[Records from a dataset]
********

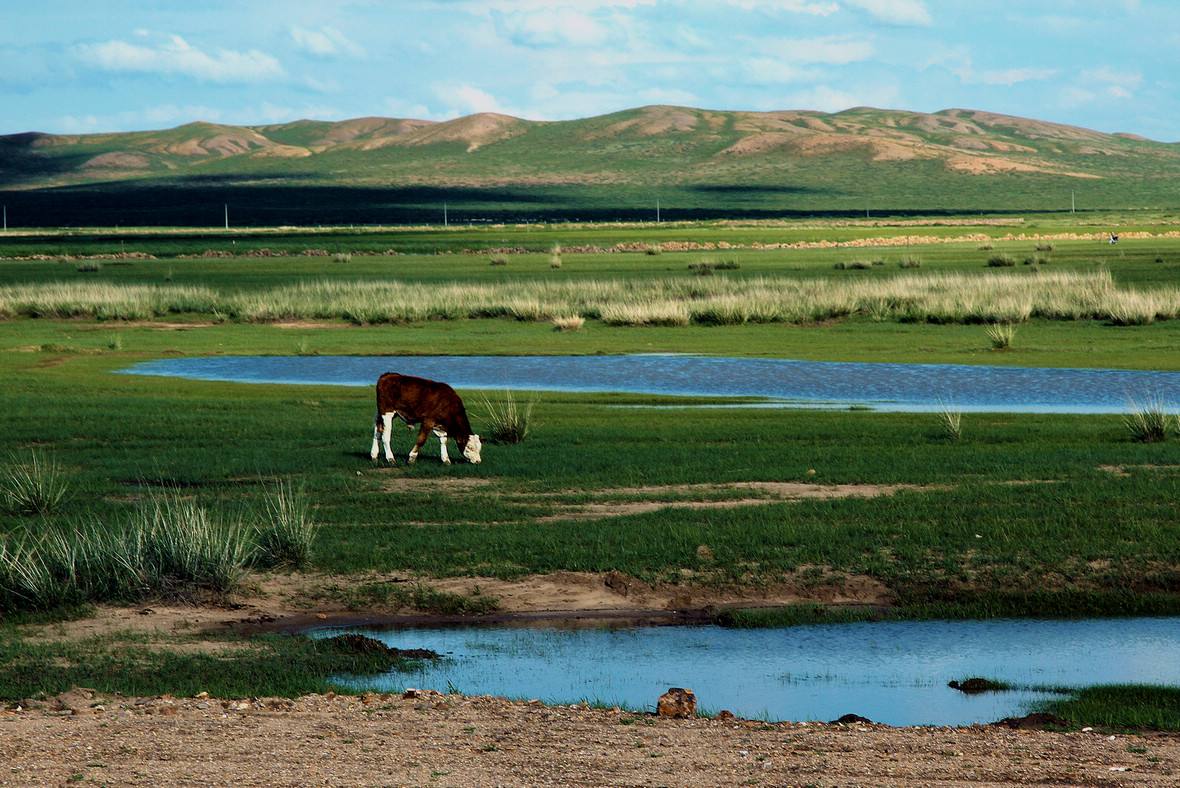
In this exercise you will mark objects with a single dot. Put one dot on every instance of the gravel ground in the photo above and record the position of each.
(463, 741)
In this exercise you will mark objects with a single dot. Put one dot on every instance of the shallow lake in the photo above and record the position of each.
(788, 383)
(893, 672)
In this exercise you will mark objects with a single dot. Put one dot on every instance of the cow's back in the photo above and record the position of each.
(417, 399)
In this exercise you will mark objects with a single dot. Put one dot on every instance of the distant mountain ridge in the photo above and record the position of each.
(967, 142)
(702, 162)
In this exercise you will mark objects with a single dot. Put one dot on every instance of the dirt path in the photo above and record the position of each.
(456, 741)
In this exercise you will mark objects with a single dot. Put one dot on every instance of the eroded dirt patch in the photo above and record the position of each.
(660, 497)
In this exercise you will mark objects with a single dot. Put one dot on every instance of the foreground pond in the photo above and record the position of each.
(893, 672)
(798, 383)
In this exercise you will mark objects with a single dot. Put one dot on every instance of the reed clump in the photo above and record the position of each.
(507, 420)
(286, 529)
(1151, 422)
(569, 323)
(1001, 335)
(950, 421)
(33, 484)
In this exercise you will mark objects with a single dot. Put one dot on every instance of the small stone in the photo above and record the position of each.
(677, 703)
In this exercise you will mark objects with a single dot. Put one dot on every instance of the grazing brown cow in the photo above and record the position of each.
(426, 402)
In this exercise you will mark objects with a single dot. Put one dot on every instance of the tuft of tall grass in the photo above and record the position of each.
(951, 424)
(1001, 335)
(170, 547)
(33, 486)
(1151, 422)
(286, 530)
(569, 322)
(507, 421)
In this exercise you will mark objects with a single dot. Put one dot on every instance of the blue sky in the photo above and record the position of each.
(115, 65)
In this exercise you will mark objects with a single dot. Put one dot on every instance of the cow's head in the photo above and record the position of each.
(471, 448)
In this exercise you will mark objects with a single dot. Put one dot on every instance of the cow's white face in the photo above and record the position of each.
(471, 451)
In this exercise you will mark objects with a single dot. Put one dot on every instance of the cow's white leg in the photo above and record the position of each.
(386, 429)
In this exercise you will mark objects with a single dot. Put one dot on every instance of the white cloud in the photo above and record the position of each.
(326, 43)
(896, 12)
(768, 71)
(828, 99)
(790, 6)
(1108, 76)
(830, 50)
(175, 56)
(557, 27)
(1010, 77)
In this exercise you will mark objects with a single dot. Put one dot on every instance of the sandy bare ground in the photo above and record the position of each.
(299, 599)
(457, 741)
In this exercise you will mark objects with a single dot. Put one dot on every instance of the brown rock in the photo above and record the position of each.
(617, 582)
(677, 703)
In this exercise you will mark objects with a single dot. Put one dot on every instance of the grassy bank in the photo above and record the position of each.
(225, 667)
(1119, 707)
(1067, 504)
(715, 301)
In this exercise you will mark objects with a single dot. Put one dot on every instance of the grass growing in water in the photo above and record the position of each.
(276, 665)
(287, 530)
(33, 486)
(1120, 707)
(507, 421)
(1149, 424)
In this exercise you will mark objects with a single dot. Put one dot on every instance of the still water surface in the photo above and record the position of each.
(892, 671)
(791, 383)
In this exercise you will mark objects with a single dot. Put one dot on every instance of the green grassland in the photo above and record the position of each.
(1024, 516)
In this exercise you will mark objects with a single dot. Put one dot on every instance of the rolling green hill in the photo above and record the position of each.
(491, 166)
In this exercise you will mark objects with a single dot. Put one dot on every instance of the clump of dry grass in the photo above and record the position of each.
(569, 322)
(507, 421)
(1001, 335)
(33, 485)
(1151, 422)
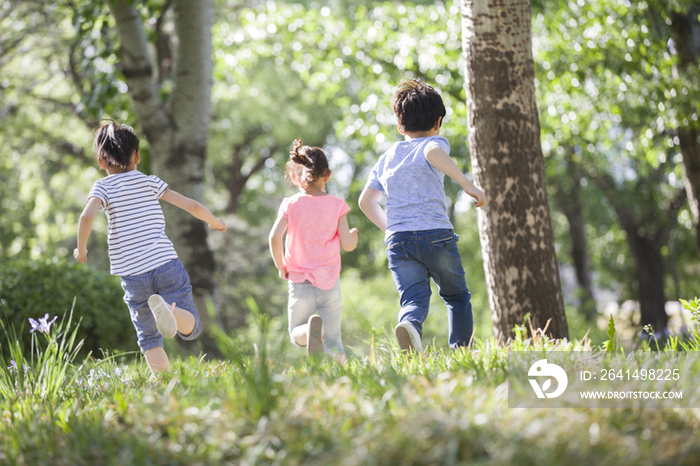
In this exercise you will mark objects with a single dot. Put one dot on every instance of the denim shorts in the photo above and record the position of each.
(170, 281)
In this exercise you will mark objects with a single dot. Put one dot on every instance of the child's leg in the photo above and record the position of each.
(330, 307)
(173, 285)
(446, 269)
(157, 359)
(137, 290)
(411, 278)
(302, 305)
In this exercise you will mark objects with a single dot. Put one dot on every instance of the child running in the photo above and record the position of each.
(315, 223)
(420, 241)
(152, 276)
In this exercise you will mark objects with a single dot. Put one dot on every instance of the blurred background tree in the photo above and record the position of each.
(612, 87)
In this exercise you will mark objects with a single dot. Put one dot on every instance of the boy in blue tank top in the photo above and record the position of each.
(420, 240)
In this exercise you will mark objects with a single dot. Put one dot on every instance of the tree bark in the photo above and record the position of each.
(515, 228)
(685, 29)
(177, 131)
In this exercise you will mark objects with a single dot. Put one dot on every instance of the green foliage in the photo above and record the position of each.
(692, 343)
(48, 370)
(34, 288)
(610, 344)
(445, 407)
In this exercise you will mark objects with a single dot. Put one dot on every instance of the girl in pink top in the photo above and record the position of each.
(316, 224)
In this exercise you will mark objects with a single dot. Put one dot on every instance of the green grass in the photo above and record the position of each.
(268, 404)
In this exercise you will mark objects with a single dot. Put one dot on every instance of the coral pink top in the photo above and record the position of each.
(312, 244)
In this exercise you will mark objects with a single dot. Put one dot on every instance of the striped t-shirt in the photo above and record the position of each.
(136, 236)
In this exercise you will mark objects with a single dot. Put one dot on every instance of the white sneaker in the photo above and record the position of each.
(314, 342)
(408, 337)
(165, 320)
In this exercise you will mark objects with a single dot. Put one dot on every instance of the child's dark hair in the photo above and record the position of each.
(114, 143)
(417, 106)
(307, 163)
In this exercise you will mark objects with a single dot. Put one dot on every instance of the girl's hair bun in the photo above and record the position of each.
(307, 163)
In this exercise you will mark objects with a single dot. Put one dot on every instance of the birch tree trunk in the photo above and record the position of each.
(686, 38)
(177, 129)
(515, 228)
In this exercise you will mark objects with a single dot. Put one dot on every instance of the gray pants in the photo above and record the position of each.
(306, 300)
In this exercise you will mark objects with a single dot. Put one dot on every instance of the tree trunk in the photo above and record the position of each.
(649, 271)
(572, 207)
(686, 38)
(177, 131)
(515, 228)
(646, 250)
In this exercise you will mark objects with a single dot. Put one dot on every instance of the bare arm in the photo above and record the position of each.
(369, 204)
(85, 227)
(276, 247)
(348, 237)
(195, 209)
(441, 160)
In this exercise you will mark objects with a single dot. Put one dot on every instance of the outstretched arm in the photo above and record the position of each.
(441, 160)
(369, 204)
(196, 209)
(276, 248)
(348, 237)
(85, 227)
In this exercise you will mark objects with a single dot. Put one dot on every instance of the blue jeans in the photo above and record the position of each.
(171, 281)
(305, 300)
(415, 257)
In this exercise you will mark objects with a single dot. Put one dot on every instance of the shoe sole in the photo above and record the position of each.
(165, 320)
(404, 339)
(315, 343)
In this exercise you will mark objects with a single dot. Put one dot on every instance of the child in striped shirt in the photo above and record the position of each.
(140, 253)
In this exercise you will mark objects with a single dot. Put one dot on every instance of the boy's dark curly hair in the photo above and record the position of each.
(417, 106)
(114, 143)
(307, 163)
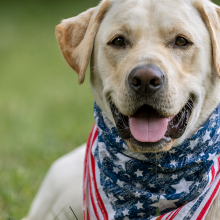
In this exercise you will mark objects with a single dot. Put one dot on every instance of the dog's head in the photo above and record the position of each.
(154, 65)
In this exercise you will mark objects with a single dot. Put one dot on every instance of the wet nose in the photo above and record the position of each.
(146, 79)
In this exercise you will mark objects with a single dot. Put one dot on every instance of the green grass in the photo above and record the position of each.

********

Render all of the records above as a numbered list, omitting any blank lines and leaving the pictures out.

1. In this exercise you will mark objects with a single dot. Put one dot on every instance of the gravel ground in the photo above and record the position of each.
2. (463, 741)
3. In this exercise you will mark objects with a single dot. Put one dot on every instance of the shallow lake in the photo above and record the position of each.
4. (788, 383)
5. (893, 672)
6. In this exercise you will mark objects with a single dot. Put one dot on every instance of the cow's back in the photo above and record the position of each.
7. (417, 399)
8. In this exercise you will mark objects with a single dot. Put one dot on every instance of the distant mountain ridge in the photo above and record the position of each.
9. (967, 142)
10. (702, 162)
11. In this exercise you will mark objects with a single dot. Put one dot on every instance of the dirt path in the photo above and record the position of each.
12. (456, 741)
13. In this exercise you will mark objects with a single dot. Put one dot on every instance of the eroded dirt patch in the photo above and record the position of each.
14. (660, 497)
15. In this exercise you will mark objects with a single dot. Put one dot on every instance of the foreground pond in the photo above and record the position of each.
16. (893, 672)
17. (798, 383)
18. In this exercise you will mark objects with a single dot. Put one dot on every instance of the reed clump in the photo above and record the position of each.
19. (507, 420)
20. (286, 529)
21. (1151, 422)
22. (569, 323)
23. (1001, 335)
24. (950, 421)
25. (33, 484)
26. In this exercise you will mark objects with a single dot. Put one dot on every instance of the small stone in the photo above and record the position of each.
27. (677, 703)
28. In this exercise you will mark objects with a single dot. Put one dot on every instance of the grazing brown cow in the photo above and record the position of each.
29. (426, 402)
30. In this exercise you will mark objects with a single dot. Put one dot on every instance of the tuft of tall grass in the photo above and record the position of each.
31. (951, 424)
32. (1001, 335)
33. (170, 547)
34. (33, 486)
35. (1151, 422)
36. (286, 530)
37. (569, 322)
38. (507, 421)
39. In this exercise you will mark objects with a single dot. Put one dot on every instance of the blue sky in the photo above and record the position of each.
40. (115, 65)
41. In this exercise you will mark objects with a single dot. Put one dot on every instance of the cow's head in the photo above and record the position of each.
42. (471, 448)
43. In this exercise you will mark objects with a single dot. Put one dot on every instance of the cow's white face in the photo above and record the position of each.
44. (471, 451)
45. In this exercise you will mark objects with a single dot. Put one dot on every instance of the cow's white leg in the photo above and record the position of each.
46. (386, 429)
47. In this exercise you will mark objects with a single dot. Put one dot on every instance of the white cloud in the photo above and record the position of each.
48. (326, 43)
49. (896, 12)
50. (768, 71)
51. (828, 99)
52. (790, 6)
53. (1108, 76)
54. (830, 50)
55. (175, 56)
56. (557, 27)
57. (1010, 77)
58. In this exercise you will mark objects with a single dot. Put one dot on every instance of the sandy bare ground in the photo above and record the position of each.
59. (299, 599)
60. (457, 741)
61. In this exercise you will mark objects with a single dot. Put one dot on every instance of the brown rock in the photo above and record the position of each.
62. (617, 582)
63. (677, 703)
64. In this exercise you will mark objects with a single dot. Put one dot on every instance of the grassy bank in the photo above and record the position of each.
65. (225, 667)
66. (1119, 707)
67. (1067, 504)
68. (715, 301)
69. In this exercise you will mark objects with a single dot. Put one dot on every instance of the grass growing in water in the photo above and record the position of each.
70. (276, 665)
71. (287, 530)
72. (33, 486)
73. (1120, 707)
74. (507, 421)
75. (1149, 424)
76. In this exercise you will mark objects with a single dot. Put one dot on every instance of the still water surface in the photo above and record the position of each.
77. (892, 671)
78. (791, 383)
79. In this exercise you will mark objects with a single dot. Put one dot on every instance of the green grassland in the photo above and record the position of each.
80. (1024, 516)
81. In this exercise you will mark objects with a single dot. Put one dot on every instance of the rolling green hill in the photo above and record the position of each.
82. (491, 166)
83. In this exercise you will mark objects with a single dot. Put one dot on every instance of the clump of dry grass in the photo above and record the position of each.
84. (569, 322)
85. (507, 421)
86. (1001, 335)
87. (33, 485)
88. (1151, 422)
89. In this exercise you will mark objects with a single dot. Put one dot on every instance of the denim shorts in the photo above and record the position of each.
90. (170, 281)
91. In this exercise you will mark objects with a single dot. Put one dot on every instance of the child's leg in the photo above and record the position of each.
92. (330, 307)
93. (173, 285)
94. (446, 269)
95. (157, 359)
96. (137, 290)
97. (411, 278)
98. (302, 305)
99. In this exercise you will mark objects with a single dot. Put one dot on every instance of the child running in the photo above and record the position of each.
100. (315, 223)
101. (420, 241)
102. (152, 276)
103. In this exercise you will mark objects with a single dot. Put one dot on every instance of the blurred background tree in the photo above and record the position of each.
104. (612, 87)
105. In this exercise you will mark objects with a single dot. Put one dot on every instance of the boy in blue tank top in the photo above and record the position of each.
106. (420, 240)
107. In this exercise you will mark objects with a single dot. Put one dot on every instance of the tree bark in the photo above and record the position of each.
108. (515, 228)
109. (685, 29)
110. (177, 131)
111. In this exercise you will mark objects with a single dot. Put one dot on every instance of the green foliage in the photo above and record the position of each.
112. (692, 343)
113. (48, 370)
114. (34, 288)
115. (610, 344)
116. (445, 407)
117. In this exercise you will mark objects with a single dot. Put one dot on every instance of the girl in pink top in the photo above and record the position of each.
118. (316, 224)
119. In this exercise you will mark objects with a single dot. Put one dot on every instance of the green grass in the photo above and record the position of each.
120. (268, 404)
121. In this exercise you will mark objects with a single dot. Put one dot on every instance of the coral pink top in the photo above and record the position of each.
122. (312, 244)
123. In this exercise you will mark objects with a single dot. Put one dot on every instance of the striped t-shirt in the photo above and record the position of each.
124. (136, 236)
125. In this exercise you will mark objects with a single dot. Put one dot on every instance of the white sneaker in the photo above and record the position of each.
126. (314, 342)
127. (408, 337)
128. (165, 320)
129. In this exercise you will mark objects with a single dot. Put one dot on every instance of the child's dark hair in the photo above and record the position of each.
130. (114, 143)
131. (417, 106)
132. (307, 163)
133. In this exercise you will mark objects with a single dot. Put one dot on every instance of the girl's hair bun in the photo above and record the position of each.
134. (307, 163)
135. In this exercise you will mark objects with a single dot. Put one dot on every instance of the birch tree trunk in the photo above and record the position of each.
136. (686, 38)
137. (177, 129)
138. (515, 228)
139. In this exercise you will mark objects with a single dot. Put one dot on every instance of the gray pants in the photo above and record the position of each.
140. (306, 300)
141. In this exercise you will mark objects with a single dot. Put one dot on every instance of the tree trunk in the photo above and record the position of each.
142. (649, 271)
143. (572, 207)
144. (686, 38)
145. (177, 131)
146. (515, 228)
147. (646, 250)
148. In this exercise you will mark objects with a single dot. Put one dot on every instance of the bare arm in the photo above and record the position of each.
149. (369, 204)
150. (85, 227)
151. (276, 247)
152. (348, 237)
153. (195, 209)
154. (441, 160)
155. In this exercise you will mark objects with a single dot. Put one dot on every instance of the outstretched arm in the photo above and record the position of each.
156. (441, 160)
157. (369, 204)
158. (196, 209)
159. (276, 248)
160. (348, 237)
161. (85, 227)
162. In this exercise you will mark objects with a single dot. Put one dot on every instance of the blue jeans in the photo above and record the position of each.
163. (171, 281)
164. (305, 300)
165. (415, 257)
166. In this exercise you will mark objects with a single dot. Put one dot on every instance of the shoe sole in the photo above and record the position of each.
167. (165, 320)
168. (404, 339)
169. (315, 343)
170. In this exercise you will mark objects with a single dot. Put one dot on every instance of the child in striped shirt in the photo above and record the position of each.
171. (140, 253)
172. In this exercise you will mark objects with a single dot. Put one dot on every instance of the boy's dark curly hair in the photo above and record the position of each.
173. (417, 106)
174. (114, 143)
175. (307, 163)
176. In this exercise you will mark objects with a single dot. Put one dot on every instance of the dog's head in the photo above and record the position of each.
177. (154, 65)
178. In this exercise you will mark objects with a single dot. Put one dot on every instance of the wet nose in the photo above and record the position of each.
179. (146, 79)
180. In this exercise you will mark objects with a single dot. Put one dot on every instance of the green grass in the photo above and record the position of each.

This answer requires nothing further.